**BRIEF**
Update the listing starting with the line that contains "Please indicate the small" and going on through the line that contains "Please indicate the shoreline", changing every "outline" to "boundary" and leaving all else unchanged. Return only those lines.

**** MATERIAL SUPPLIED ****

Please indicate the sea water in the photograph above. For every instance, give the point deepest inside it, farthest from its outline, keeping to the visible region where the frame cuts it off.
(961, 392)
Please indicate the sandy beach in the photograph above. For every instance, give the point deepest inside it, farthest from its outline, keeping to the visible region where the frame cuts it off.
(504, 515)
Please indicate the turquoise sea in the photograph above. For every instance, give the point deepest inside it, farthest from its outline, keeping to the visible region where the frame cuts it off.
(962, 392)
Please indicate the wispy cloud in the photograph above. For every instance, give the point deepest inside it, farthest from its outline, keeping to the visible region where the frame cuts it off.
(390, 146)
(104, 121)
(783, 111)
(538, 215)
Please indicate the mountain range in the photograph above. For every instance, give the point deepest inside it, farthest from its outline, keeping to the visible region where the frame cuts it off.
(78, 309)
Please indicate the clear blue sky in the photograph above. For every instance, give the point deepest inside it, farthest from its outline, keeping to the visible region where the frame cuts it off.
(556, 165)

****
**** MATERIAL SUPPLIED ****

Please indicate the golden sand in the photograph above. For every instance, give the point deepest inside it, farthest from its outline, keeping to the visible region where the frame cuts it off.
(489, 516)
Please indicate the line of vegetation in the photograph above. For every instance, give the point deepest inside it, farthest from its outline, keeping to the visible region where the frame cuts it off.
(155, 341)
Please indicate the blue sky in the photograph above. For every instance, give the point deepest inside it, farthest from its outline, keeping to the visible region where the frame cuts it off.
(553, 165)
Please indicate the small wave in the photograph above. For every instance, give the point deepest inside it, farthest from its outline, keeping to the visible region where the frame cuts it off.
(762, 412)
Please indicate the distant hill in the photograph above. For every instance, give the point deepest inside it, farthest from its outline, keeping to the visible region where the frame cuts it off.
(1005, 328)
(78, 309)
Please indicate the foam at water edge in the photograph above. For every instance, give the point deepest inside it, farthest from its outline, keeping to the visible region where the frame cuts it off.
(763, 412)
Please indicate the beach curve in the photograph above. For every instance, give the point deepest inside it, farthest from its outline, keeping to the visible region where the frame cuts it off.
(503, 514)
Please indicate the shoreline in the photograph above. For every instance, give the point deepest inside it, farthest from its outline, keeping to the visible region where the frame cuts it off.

****

**SOLUTION**
Please indicate the small wave in the photograph above. For every instance, give the point deepest inside it, farthest from its boundary, keeping to the visible region where the frame cuts it off.
(762, 412)
Please indicate the distant hill in the photograph above. For every instance, give the point deepest inside it, farthest from its boundary, keeping to the visible region where the frame cuts it off.
(1005, 328)
(78, 309)
Please indicate the foam at water edge in the photograph above. For every instance, give the point deepest inside it, farthest from its boundary, keeping to the visible region where the frame cuts it off.
(763, 412)
Please indicate the beach curve in the photograph above. For every instance, give the point deepest inside it, farthest from its boundary, keeping to the visible region where the frame cuts it off.
(503, 514)
Please indicate the shoreline in the photograph above. For every instance, give the point deepest inside it, farthest from its boundary, keeping to the visible region where the frame cuts it off.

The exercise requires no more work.